* [WORK ITEM]:
Count the lines in the entries below that contain the string "positive", and reply with the number alone.

* [DATA EXTRACT]:
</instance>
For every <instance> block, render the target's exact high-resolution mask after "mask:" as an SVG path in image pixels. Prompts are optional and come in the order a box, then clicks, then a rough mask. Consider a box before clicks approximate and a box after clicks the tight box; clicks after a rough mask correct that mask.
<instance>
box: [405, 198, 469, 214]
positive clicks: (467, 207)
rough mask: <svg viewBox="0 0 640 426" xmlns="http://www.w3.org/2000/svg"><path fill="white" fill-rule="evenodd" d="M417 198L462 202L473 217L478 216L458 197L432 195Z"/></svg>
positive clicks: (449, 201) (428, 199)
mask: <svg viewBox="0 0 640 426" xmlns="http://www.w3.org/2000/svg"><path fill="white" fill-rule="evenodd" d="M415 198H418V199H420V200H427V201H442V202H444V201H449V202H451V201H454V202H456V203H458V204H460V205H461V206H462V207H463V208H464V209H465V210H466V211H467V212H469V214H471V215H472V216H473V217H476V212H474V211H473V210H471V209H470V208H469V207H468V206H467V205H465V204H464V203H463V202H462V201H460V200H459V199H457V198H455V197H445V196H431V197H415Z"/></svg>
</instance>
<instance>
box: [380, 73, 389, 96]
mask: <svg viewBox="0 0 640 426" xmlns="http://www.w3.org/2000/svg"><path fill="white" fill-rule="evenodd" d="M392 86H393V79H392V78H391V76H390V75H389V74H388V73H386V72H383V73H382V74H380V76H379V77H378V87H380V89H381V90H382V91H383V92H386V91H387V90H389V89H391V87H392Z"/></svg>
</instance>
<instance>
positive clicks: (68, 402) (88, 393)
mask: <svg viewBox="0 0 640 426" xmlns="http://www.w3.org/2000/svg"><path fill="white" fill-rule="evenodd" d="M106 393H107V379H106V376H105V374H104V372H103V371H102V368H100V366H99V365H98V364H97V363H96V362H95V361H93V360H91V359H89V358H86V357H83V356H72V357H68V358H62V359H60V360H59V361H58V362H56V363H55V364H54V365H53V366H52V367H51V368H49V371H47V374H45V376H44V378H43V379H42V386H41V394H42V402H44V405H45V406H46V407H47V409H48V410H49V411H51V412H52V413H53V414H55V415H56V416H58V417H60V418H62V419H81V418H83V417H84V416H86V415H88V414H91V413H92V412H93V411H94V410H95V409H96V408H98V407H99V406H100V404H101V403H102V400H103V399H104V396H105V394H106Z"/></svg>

* [COMPLETED TASK]:
3